DATASET EXCERPTS –
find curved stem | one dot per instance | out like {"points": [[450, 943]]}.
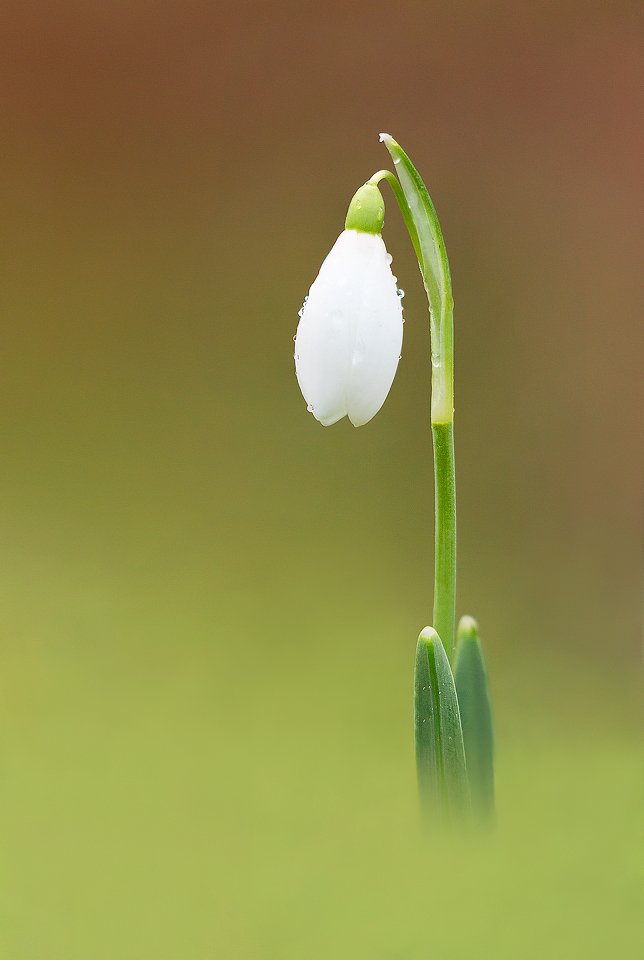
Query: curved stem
{"points": [[425, 232], [444, 534]]}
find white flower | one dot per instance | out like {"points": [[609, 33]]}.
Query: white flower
{"points": [[350, 332]]}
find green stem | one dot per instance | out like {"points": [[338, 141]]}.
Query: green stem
{"points": [[445, 534]]}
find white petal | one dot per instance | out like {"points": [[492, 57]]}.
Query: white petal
{"points": [[378, 338], [350, 332]]}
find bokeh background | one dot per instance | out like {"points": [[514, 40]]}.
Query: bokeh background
{"points": [[208, 602]]}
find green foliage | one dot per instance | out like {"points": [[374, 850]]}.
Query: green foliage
{"points": [[440, 757], [470, 677]]}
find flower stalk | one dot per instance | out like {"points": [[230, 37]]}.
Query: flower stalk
{"points": [[347, 352]]}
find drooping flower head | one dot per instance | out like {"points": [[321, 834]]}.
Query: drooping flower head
{"points": [[349, 336]]}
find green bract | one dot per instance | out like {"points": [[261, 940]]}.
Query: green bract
{"points": [[366, 211]]}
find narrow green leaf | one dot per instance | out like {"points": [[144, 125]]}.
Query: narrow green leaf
{"points": [[470, 677], [440, 757]]}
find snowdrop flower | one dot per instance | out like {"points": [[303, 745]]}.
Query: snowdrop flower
{"points": [[350, 331]]}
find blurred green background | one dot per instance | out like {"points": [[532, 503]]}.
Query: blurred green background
{"points": [[209, 603]]}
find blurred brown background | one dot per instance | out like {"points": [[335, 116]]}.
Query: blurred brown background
{"points": [[209, 603]]}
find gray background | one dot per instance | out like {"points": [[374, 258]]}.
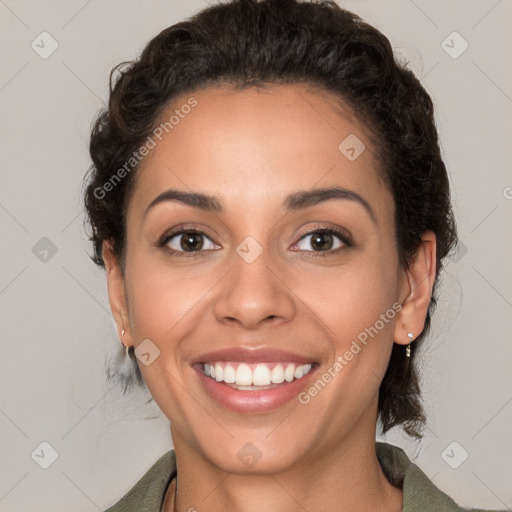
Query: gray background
{"points": [[57, 331]]}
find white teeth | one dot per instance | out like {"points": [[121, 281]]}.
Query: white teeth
{"points": [[262, 377], [243, 375], [229, 374], [277, 376], [289, 373]]}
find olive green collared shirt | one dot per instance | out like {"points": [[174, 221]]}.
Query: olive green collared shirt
{"points": [[419, 493]]}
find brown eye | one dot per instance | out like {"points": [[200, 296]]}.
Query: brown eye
{"points": [[321, 241], [189, 241]]}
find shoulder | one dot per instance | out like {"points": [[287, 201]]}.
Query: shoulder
{"points": [[149, 492], [419, 493]]}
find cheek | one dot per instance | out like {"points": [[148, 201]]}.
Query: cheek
{"points": [[352, 298]]}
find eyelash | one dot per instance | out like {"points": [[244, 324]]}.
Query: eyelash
{"points": [[344, 238]]}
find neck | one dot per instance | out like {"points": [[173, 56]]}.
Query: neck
{"points": [[348, 477]]}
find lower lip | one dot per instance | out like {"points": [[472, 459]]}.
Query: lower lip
{"points": [[254, 401]]}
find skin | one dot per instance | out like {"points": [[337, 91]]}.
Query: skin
{"points": [[251, 149]]}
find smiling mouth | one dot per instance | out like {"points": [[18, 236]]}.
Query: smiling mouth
{"points": [[254, 376]]}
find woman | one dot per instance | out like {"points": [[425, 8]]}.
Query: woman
{"points": [[268, 199]]}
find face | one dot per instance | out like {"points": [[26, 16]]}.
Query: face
{"points": [[265, 280]]}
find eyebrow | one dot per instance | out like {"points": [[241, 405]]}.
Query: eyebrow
{"points": [[293, 202]]}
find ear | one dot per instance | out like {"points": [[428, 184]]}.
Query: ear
{"points": [[415, 291], [116, 293]]}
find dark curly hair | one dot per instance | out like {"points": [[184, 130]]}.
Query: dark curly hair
{"points": [[250, 43]]}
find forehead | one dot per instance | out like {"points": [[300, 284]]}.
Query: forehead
{"points": [[255, 146]]}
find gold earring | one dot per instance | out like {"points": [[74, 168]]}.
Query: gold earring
{"points": [[408, 347], [127, 348]]}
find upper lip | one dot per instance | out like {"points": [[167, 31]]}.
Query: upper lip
{"points": [[252, 355]]}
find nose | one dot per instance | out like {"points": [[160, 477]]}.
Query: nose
{"points": [[254, 294]]}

EXERCISE GOAL – Make a verbatim copy of all the entries and strip out the pictures.

EXERCISE ANSWER –
find curved stem | one dot per instance | out like {"points": [[450, 943]]}.
Query: curved stem
{"points": [[425, 232], [444, 534]]}
find white flower | one dot per instance | out like {"points": [[609, 33]]}.
Query: white flower
{"points": [[350, 332]]}
find green stem | one dot per instance | out like {"points": [[338, 141]]}.
Query: green stem
{"points": [[445, 534]]}
find white petal | one dot per instance | out like {"points": [[492, 57]]}.
Query: white petal
{"points": [[378, 338], [350, 332]]}
find bokeh background | one dot per instance | out like {"points": [[514, 40]]}.
Query: bokeh background
{"points": [[208, 602]]}
find green foliage | one dot per instance | out like {"points": [[374, 850]]}.
Query: green foliage
{"points": [[440, 757], [470, 677]]}
find flower stalk | one dot per instance | out like {"points": [[230, 37]]}.
Query: flower stalk
{"points": [[347, 352]]}
find drooping flower head | one dot per instance | out like {"points": [[321, 834]]}.
Query: drooping flower head
{"points": [[349, 336]]}
find green bract | one dot per instance | out like {"points": [[261, 940]]}.
Query: green bract
{"points": [[366, 211]]}
find narrow green leaf | one dot per instance | out like {"points": [[144, 125]]}.
Query: narrow green leaf
{"points": [[470, 677], [440, 757]]}
find snowdrop flower | one dot per instance | out like {"points": [[303, 745]]}.
Query: snowdrop flower
{"points": [[350, 331]]}
find blurred green background | one dot per instance | out like {"points": [[532, 503]]}.
Query: blurred green background
{"points": [[209, 603]]}
find blurred brown background | one dot per instance | out like {"points": [[335, 116]]}.
Query: blurred brown background
{"points": [[209, 603]]}
find gray background | one dot per instance | out like {"points": [[374, 258]]}.
Query: gray background
{"points": [[57, 331]]}
find white teeth | one dot per instance | out like {"points": [[121, 281]]}.
Query: white teeth
{"points": [[262, 377], [243, 375], [229, 374], [277, 376], [289, 373]]}
find olive green collared shirt | one dot per instance | out like {"points": [[174, 221]]}.
Query: olive green collared shirt
{"points": [[419, 493]]}
find brown eye | one dot per instance | out like {"points": [[200, 296]]}.
Query: brown eye
{"points": [[321, 241], [189, 241]]}
find shoulder | one dot per instance | out like {"points": [[287, 201]]}.
Query: shoulder
{"points": [[149, 492], [419, 493]]}
find cheek | one dot per instance | out like {"points": [[148, 201]]}.
Query: cheek
{"points": [[352, 298]]}
find eyelash | one dot per instance | out like {"points": [[244, 324]]}.
Query: eyelash
{"points": [[344, 238]]}
find neck | one dot per instance | out like {"points": [[173, 56]]}.
Query: neck
{"points": [[348, 477]]}
find lower lip | one dot per instance | out like {"points": [[472, 459]]}.
Query: lower lip
{"points": [[254, 401]]}
find skin | one dot per instance | out like {"points": [[337, 91]]}.
Query: skin
{"points": [[251, 149]]}
find smiling mouth | one dot per instance | out like {"points": [[18, 236]]}.
Query: smiling mouth
{"points": [[254, 376]]}
find woman | one dot per instance | out like {"points": [[425, 8]]}.
Query: woman
{"points": [[268, 199]]}
find face | one dot per instance | out like {"points": [[26, 16]]}.
Query: face
{"points": [[265, 280]]}
find eyebrow | one dot per instance | out like {"points": [[241, 405]]}.
Query: eyebrow
{"points": [[293, 202]]}
find ear | one dot per instance | out like {"points": [[428, 184]]}.
Query: ear
{"points": [[415, 291], [116, 293]]}
find dark curly hair | one dot per instance | out like {"points": [[184, 130]]}.
Query: dark curly hair
{"points": [[250, 43]]}
find forehead | one dot per instance | out like {"points": [[300, 284]]}.
Query: forehead
{"points": [[255, 146]]}
find gold earring | one dot per instance | out like {"points": [[74, 168]]}.
Query: gold earring
{"points": [[408, 347], [127, 348]]}
find upper lip | one dot per instance | out like {"points": [[167, 31]]}.
Query: upper lip
{"points": [[252, 355]]}
find nose | one dot per instance | out like {"points": [[160, 477]]}.
Query: nose
{"points": [[254, 294]]}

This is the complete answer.